__TASK ITEM 1__:
From the passage about essential oils below, list every insect species the text names as a target of those oils.
__TASK ITEM 2__:
Write the next part of the passage about essential oils below, starting after its last sentence.

START PASSAGE PROVIDED

EOs are a relatively new agent for controlling pests throughout their life cycle, and they play a crucial role in agricultural and other pest management at trace levels or at least dosages against different instars of pests. Research showed that even at the lowest dosage, the EOs extracted from plants, including Lactuca sativa, M. chamomilla, P. anisum, and R. officinalis, were very toxic to Lucilia sericata third-instar larvae [66]. Additionally, lavender, camphor, and onion EOs exhibited outstanding benefits in suppressing second- and third-instar larvae of Cephalopina titillator by insecticidal and repellent actions [67]. On the other hand, the EOs from Alpinia galangal and Ocimum basilicum and its MPCs linalool and 1,8-cineole demonstrated to be potential agents against S. litura second-instar larvae when compared to the other commercially available pesticides [68].

END PASSAGE PROVIDED
START DATA LISTING

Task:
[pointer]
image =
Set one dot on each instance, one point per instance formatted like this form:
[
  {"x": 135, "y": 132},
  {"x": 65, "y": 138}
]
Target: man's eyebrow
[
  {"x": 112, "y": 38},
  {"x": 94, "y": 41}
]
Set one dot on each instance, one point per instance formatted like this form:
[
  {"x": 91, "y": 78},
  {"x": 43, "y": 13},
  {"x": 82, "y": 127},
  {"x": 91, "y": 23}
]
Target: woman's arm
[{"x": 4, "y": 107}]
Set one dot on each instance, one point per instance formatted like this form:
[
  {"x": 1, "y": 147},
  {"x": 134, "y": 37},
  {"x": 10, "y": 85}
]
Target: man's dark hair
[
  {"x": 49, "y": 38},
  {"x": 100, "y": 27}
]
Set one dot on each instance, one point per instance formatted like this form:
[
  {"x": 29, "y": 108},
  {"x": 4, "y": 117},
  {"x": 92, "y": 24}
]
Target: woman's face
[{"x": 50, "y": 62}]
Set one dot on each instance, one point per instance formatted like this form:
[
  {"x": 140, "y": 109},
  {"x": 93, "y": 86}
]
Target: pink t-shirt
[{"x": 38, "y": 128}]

END DATA LISTING

__RESPONSE BOX 1__:
Lucilia sericata, Cephalopina titillator, S. litura

__RESPONSE BOX 2__:
The present research yielded impressive outcomes in the treatment of different insects that carry multiple illnesses throughout their life cycles, particularly mosquitoes in their instar stages. One significant impact of the EOs and MPCs of the plant characteristics was the presence of efficient phytoconstituents in the plants employed in the research for the management of larvae of different insects without causing harm to non-target animals. As with S. litura fourth-instar larvae, Wedelia prostrata EO and its MPCs Camphene, γ-Elemene, α-Humulene, and (E,E)-α-Farnesene showed stronger impacts on their treatment process, with LC₅₀ values of 167.46, 6.28, 10.64, 12.89, and 16.77 µg/mL, respectively [69]. Similarly, the MPCs Zerumbone, α-Humulene, and Camphene found in Cheilocostus speciosus EO showed reasonable mortality effects on the H. armigera third-instar larvae with the LC₅₀ values of 10.64, 17.16, and 20.86 µg/mL, respectively [70].

In accordance with previous research [71,72], our study found that phytoproducts derived from Foeniculum vulgare and Trewia nudiflora had a negligible harmful impact on certain NTF. EOs and MPCs were tested for their toxicity to medical and agronomic pest larvae, and the results show that they are more suitable for NTF. Using the chosen phytoconstituents, it may be possible to analyze the target and non-target toxicity of M. chamomilla EO and its MPCs on selected pests and NTF.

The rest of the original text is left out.